### DIRECTIONS
Extract the data exactly, missing nothing.

↓

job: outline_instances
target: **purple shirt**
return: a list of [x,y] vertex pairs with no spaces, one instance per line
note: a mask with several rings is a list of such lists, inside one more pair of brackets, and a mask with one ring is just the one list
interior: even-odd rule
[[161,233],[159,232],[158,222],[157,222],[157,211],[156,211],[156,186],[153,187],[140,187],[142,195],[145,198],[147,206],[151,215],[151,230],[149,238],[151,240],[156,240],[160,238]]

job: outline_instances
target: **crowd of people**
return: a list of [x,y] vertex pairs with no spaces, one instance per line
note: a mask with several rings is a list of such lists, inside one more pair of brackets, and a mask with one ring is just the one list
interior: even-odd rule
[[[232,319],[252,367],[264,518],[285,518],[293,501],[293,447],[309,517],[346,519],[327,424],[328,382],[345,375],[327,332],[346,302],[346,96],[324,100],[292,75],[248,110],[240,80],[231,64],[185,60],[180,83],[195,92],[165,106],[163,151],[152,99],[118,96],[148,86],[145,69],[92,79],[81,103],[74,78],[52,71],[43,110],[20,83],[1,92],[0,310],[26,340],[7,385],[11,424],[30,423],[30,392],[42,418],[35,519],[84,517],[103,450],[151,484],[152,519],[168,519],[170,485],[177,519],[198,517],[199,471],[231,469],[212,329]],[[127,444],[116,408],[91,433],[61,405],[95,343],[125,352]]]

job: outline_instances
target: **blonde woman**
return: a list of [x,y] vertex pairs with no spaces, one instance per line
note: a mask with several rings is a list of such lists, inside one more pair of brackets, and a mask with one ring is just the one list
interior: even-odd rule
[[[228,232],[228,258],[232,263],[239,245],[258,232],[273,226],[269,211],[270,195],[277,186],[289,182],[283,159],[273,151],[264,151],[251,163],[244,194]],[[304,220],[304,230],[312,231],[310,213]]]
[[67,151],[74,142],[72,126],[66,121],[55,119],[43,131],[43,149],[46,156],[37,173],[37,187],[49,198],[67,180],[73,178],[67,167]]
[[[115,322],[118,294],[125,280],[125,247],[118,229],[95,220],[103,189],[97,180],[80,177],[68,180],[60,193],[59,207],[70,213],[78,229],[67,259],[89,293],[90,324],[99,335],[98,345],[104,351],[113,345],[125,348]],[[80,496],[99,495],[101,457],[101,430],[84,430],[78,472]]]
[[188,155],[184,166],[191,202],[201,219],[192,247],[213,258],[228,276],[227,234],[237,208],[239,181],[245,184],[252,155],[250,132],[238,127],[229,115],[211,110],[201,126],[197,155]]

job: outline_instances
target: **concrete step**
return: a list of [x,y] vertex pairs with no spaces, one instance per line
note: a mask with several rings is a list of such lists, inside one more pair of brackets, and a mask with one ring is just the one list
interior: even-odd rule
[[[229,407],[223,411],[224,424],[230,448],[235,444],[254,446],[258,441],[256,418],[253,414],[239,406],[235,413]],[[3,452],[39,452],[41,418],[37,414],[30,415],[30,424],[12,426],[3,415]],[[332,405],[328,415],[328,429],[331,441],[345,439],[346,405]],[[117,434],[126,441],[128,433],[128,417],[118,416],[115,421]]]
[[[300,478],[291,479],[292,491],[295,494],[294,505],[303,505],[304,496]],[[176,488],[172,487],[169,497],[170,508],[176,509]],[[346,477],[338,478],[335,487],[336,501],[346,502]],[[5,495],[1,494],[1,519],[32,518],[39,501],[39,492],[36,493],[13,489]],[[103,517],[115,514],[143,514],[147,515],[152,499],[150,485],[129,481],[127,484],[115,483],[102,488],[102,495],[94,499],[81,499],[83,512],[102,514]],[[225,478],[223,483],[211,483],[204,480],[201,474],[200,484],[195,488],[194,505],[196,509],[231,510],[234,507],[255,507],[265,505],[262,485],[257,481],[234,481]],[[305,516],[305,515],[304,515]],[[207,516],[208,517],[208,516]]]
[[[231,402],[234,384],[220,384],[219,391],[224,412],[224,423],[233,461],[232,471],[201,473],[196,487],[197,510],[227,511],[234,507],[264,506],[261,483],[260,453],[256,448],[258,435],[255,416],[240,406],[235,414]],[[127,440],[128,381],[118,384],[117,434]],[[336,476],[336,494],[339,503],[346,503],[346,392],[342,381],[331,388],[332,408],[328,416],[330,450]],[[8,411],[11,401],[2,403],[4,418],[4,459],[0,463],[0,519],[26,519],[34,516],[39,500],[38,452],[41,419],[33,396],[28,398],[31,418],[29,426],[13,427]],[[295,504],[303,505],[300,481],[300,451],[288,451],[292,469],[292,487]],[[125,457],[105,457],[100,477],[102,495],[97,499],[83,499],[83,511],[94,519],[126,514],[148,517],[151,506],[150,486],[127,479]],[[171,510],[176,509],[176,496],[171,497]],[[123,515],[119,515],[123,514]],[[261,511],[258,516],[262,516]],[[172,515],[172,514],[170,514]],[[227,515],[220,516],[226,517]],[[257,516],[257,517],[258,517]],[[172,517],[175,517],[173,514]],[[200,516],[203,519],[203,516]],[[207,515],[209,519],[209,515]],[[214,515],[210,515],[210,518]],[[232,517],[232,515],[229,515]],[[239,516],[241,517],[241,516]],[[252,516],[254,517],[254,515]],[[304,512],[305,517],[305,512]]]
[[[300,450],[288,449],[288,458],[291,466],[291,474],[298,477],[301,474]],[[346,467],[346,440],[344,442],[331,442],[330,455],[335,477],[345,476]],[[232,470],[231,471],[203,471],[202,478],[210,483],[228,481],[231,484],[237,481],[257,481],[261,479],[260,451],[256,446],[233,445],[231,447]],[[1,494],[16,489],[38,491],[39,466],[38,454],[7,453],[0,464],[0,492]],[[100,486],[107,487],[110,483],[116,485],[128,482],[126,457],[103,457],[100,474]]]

↑

### RESULT OF THE EXERCISE
job: outline_instances
target: **purple shirt**
return: a list of [x,y] vertex pairs with no spaces, one instance per line
note: a mask with several rings is a list of such lists, inside one more pair of brackets, and a mask with one ring is just the one list
interior: even-odd rule
[[161,233],[159,232],[158,222],[157,222],[157,211],[156,211],[156,186],[153,187],[140,187],[142,195],[145,198],[147,206],[151,215],[151,230],[149,238],[151,240],[156,240],[160,238]]

job: outline_instances
target: **crowd of people**
return: a list of [x,y] vertex pairs with no spaces, one instance per line
note: a mask with several rings is a list of such lists, inside one more pair of brackets, and a mask with one ring is just the one list
interior: even-odd rule
[[[232,319],[252,367],[264,518],[285,518],[293,501],[293,447],[309,517],[346,519],[327,424],[328,382],[345,375],[327,332],[346,302],[346,96],[324,100],[292,75],[248,110],[240,80],[231,64],[185,60],[180,83],[195,92],[165,106],[163,151],[152,99],[118,96],[148,86],[145,69],[92,79],[81,103],[74,78],[52,71],[43,110],[20,83],[1,92],[0,310],[26,340],[7,385],[11,424],[30,423],[30,392],[42,418],[35,519],[84,517],[103,450],[151,484],[152,519],[168,519],[170,485],[177,519],[198,517],[199,471],[231,469],[212,329]],[[127,444],[116,408],[91,433],[61,405],[95,343],[125,352]]]

job: outline_instances
target: **blonde woman**
return: a list of [x,y] vertex pairs with no spaces, one instance per line
note: a mask with several rings is a list of such lists, inside one more pair of brackets, and a mask with one ring is just the one list
interior: even-odd rule
[[[228,232],[228,258],[232,263],[239,245],[258,232],[273,226],[269,211],[270,195],[277,186],[289,182],[283,159],[273,151],[264,151],[251,163],[244,194]],[[304,220],[304,230],[312,231],[310,213]]]
[[67,151],[74,142],[72,126],[66,121],[55,119],[43,131],[43,149],[46,156],[37,173],[37,187],[49,198],[67,180],[73,178],[67,167]]
[[[115,322],[118,294],[125,280],[125,247],[118,229],[95,220],[103,189],[97,180],[80,177],[68,180],[60,193],[59,207],[70,213],[78,229],[67,259],[89,293],[90,324],[99,335],[98,345],[104,351],[113,345],[125,348]],[[80,496],[99,495],[101,457],[101,430],[84,430],[78,472]]]
[[188,155],[184,166],[191,202],[201,219],[192,247],[213,258],[228,276],[227,234],[237,208],[239,181],[245,184],[252,155],[250,132],[238,127],[229,115],[211,110],[201,126],[197,155]]

job: outline_instances
target: **concrete step**
return: a list of [x,y] vertex pairs with no spaces, one instance per line
note: a mask with several rings is a list of such lists, inside one more pair of brackets, and a mask with one ring is just the one list
interior: even-odd rule
[[[229,407],[223,411],[224,424],[230,448],[235,444],[254,446],[258,441],[256,418],[253,414],[239,406],[235,413]],[[3,452],[39,452],[41,418],[37,414],[30,415],[30,424],[12,426],[3,415]],[[332,405],[328,415],[328,429],[331,441],[345,439],[346,405]],[[117,434],[126,441],[128,433],[128,417],[118,416],[115,421]]]
[[[300,478],[291,479],[292,491],[295,494],[294,505],[303,505],[304,496]],[[176,488],[172,487],[169,497],[170,508],[176,509]],[[346,477],[338,478],[335,487],[336,501],[346,502]],[[5,495],[1,494],[1,519],[32,518],[39,501],[39,492],[36,493],[13,489]],[[103,517],[115,514],[143,514],[147,515],[152,499],[150,485],[129,481],[127,484],[115,483],[102,488],[102,495],[94,499],[81,499],[83,512],[102,514]],[[225,478],[223,483],[211,483],[204,480],[201,474],[200,484],[195,488],[194,505],[196,509],[231,510],[234,507],[255,507],[265,505],[262,485],[257,481],[234,481]],[[305,516],[305,515],[304,515]],[[207,516],[208,517],[208,516]]]
[[[231,402],[234,384],[220,384],[219,391],[224,412],[224,423],[233,461],[232,471],[201,473],[196,487],[197,510],[227,511],[234,507],[264,506],[261,483],[260,453],[256,448],[258,435],[255,416],[240,406],[235,414]],[[127,440],[128,381],[118,384],[117,434]],[[336,476],[336,494],[339,503],[346,503],[346,392],[342,381],[331,388],[332,408],[328,416],[330,450]],[[8,411],[11,401],[2,403],[4,418],[4,459],[0,463],[0,519],[26,519],[34,516],[39,500],[38,452],[41,419],[33,396],[28,398],[31,418],[29,426],[13,427]],[[295,504],[303,505],[300,481],[300,451],[288,451],[292,469],[292,487]],[[125,457],[105,457],[100,477],[102,495],[97,499],[83,499],[83,511],[94,519],[126,514],[148,517],[151,506],[150,486],[127,479]],[[171,510],[176,509],[176,496],[171,497]],[[123,515],[119,515],[123,514]],[[261,511],[258,516],[262,516]],[[172,515],[172,514],[170,514]],[[227,515],[220,516],[226,517]],[[257,516],[257,517],[258,517]],[[172,517],[175,517],[173,514]],[[200,516],[203,519],[203,516]],[[207,515],[209,519],[209,515]],[[214,515],[210,515],[210,518]],[[232,517],[232,515],[229,515]],[[239,516],[241,517],[241,516]],[[252,516],[254,517],[254,515]],[[304,512],[305,517],[305,512]]]
[[[300,450],[288,449],[288,458],[291,466],[291,474],[298,477],[301,474]],[[346,467],[346,440],[344,442],[331,442],[330,455],[335,477],[345,476]],[[232,470],[231,471],[203,471],[202,478],[210,483],[228,481],[231,484],[237,481],[257,481],[261,479],[260,451],[256,446],[233,445],[231,447]],[[1,494],[16,489],[38,491],[39,466],[38,454],[7,453],[0,464],[0,492]],[[100,486],[107,487],[110,483],[116,485],[128,482],[126,457],[103,457],[100,474]]]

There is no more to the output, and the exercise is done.